[Dataset entries]
::::::::::

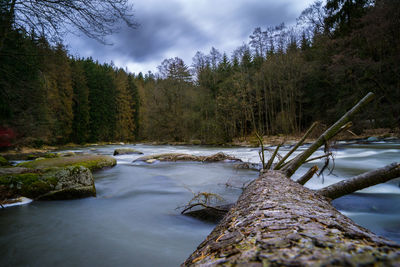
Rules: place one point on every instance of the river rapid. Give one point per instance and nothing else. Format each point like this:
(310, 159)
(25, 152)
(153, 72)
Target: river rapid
(135, 219)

::::::::::

> [WHAT YOU ARE ASKED TO DO]: Would you copy all of the data exactly? Keep the pictures out of it.

> [TASK SOLUTION]:
Rules: place one point on every instance of the river rapid. Give one point per instance and nothing else. Format each point like this:
(310, 159)
(25, 152)
(153, 72)
Target: river rapid
(135, 219)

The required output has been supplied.